**PAGE EXTRACT**
So, what exactly is an Aguachile?

Like all ceviche dishes, an Aguachile primarily relies on big, bold, acidic flavors to bring brightness to the dish and ‘cook’ the Fish. An Aguachile exclusively uses Lime Juice as the acid component, which is very typical of Mexican-style raw fish preparations. The acid in the Lime Juice will break down and literally start to cook the Snapper as it marinades

The key component of an Aguachile which differentiates it from other Ceviche recipes is the bright green color. The color comes from a combination of green ingredients, Fresh Cilantro, Cucumber, and Jalapenos. The combination of these flavors, along with the Lime Juice will deliver the most brilliant, vibrant flavors and colors on the plate

It’s no wonder that this famous dish is seeing a huge resurgence in popularity in recent times, with food photography and dishes being ‘Instagrammable’ being a big selling point for dishes and restaurants!

**SET PROBLEM 1**
Answer these questions from the Aguachile passage:
(a) Which acid does an Aguachile use exclusively?
(b) Which fish does the passage say the acid begins to cook?
(c) What key feature sets an Aguachile apart from other ceviche recipes?
**SET PROBLEM 2**
List every green ingredient that the Aguachile passage names as a source of the dish's color.
**SET PROBLEM 3**
From the Aguachile passage, return the text starting at "The key component" and ending at "dishes and restaurants!".

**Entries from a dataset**
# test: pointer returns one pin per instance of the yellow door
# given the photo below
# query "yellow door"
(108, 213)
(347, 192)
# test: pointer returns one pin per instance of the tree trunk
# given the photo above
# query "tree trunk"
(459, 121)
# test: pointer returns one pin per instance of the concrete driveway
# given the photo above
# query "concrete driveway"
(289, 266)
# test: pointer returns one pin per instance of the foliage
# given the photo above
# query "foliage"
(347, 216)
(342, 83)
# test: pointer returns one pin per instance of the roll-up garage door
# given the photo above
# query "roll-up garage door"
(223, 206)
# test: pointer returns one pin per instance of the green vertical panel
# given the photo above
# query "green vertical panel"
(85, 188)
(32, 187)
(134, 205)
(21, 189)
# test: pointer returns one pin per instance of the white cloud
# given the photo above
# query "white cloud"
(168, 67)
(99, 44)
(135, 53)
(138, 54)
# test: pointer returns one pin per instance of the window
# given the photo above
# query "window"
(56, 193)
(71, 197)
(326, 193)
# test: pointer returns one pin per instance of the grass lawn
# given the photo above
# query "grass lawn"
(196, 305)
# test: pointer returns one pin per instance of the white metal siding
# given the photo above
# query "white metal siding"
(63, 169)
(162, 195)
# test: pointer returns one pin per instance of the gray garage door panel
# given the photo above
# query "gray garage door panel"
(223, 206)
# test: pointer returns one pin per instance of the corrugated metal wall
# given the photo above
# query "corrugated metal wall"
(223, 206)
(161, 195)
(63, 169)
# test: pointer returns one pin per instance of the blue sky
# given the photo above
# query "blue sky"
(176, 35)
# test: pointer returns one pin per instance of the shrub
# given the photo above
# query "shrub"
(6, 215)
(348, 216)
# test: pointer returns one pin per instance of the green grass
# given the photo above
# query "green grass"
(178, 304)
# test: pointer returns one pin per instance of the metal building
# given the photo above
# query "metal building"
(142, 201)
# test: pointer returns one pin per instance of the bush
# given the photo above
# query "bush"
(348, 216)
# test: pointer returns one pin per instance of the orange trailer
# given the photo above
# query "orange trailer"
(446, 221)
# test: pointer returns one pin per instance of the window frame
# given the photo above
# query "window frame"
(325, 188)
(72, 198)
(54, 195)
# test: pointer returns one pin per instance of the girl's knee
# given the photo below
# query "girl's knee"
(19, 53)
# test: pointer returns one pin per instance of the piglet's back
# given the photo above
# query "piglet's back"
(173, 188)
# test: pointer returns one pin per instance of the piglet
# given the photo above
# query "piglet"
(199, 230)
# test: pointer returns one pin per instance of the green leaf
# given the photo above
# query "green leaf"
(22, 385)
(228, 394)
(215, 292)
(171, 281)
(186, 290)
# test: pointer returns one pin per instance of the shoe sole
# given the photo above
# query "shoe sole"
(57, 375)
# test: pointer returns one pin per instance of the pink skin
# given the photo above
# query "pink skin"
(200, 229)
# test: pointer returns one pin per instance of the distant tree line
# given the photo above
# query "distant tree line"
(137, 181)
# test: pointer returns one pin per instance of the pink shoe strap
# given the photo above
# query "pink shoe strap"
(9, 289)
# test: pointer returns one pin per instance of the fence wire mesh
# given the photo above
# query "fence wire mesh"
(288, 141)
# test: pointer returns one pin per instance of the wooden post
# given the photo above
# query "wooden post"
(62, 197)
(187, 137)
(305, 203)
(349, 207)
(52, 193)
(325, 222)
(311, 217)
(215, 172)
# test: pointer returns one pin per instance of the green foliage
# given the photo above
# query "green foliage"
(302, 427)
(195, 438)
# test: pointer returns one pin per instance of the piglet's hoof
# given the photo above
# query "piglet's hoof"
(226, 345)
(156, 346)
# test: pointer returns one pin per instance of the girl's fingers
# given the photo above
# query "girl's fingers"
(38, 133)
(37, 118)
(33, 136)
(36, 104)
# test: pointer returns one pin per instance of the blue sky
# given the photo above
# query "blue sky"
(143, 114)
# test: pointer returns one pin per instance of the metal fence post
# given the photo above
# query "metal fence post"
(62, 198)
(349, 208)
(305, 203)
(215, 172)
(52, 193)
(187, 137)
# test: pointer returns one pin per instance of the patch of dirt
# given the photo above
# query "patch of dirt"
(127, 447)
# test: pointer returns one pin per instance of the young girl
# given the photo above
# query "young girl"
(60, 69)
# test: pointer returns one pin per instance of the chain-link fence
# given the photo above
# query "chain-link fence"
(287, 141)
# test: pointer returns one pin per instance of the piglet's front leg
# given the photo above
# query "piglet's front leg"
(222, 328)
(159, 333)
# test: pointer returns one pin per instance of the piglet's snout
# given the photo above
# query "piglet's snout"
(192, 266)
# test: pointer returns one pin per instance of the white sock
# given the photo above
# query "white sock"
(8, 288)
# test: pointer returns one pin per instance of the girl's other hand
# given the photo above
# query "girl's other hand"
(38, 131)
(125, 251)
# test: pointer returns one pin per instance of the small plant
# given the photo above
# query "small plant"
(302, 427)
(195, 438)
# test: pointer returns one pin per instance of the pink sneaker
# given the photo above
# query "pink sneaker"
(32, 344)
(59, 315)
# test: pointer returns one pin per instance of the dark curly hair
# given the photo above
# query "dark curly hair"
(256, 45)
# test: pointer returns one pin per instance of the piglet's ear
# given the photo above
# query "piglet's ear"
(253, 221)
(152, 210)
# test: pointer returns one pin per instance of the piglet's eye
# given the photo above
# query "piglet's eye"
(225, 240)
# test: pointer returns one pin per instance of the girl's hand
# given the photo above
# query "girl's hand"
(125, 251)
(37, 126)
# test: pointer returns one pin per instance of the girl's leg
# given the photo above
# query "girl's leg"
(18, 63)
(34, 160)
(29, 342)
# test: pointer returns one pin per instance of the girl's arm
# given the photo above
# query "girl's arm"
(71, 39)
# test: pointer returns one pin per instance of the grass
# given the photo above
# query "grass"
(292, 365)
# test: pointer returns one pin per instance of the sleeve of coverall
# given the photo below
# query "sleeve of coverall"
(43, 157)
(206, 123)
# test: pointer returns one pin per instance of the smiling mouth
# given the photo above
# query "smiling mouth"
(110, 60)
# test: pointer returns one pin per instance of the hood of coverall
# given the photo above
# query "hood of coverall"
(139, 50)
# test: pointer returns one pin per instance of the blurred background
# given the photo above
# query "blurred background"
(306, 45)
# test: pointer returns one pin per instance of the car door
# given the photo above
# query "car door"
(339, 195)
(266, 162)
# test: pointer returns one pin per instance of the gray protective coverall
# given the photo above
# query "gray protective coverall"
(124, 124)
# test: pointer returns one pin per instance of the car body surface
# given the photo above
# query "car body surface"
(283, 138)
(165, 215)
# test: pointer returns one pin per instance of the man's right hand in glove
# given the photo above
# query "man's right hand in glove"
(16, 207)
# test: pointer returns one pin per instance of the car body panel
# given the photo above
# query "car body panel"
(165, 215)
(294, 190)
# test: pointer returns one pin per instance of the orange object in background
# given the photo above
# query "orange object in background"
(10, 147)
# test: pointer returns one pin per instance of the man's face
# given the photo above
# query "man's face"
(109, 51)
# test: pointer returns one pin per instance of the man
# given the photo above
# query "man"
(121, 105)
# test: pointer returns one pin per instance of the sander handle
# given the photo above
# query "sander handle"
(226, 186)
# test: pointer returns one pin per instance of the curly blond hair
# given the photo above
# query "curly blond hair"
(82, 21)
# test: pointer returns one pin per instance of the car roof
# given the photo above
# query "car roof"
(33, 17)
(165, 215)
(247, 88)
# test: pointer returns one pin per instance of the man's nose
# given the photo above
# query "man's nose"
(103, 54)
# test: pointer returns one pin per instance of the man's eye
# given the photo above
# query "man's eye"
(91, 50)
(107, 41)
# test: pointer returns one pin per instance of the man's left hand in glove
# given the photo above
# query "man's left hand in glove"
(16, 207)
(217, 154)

**WORKED SOLUTION 1**
(a) Lime Juice
(b) Snapper
(c) Its bright green color

**WORKED SOLUTION 2**
Fresh Cilantro, Cucumber, Jalapenos

**WORKED SOLUTION 3**
The key component of an Aguachile which differentiates it from other Ceviche recipes is the bright green color. The color comes from a combination of green ingredients, Fresh Cilantro, Cucumber, and Jalapenos. The combination of these flavors, along with the Lime Juice will deliver the most brilliant, vibrant flavors and colors on the plate

It’s no wonder that this famous dish is seeing a huge resurgence in popularity in recent times, with food photography and dishes being ‘Instagrammable’ being a big selling point for dishes and restaurants!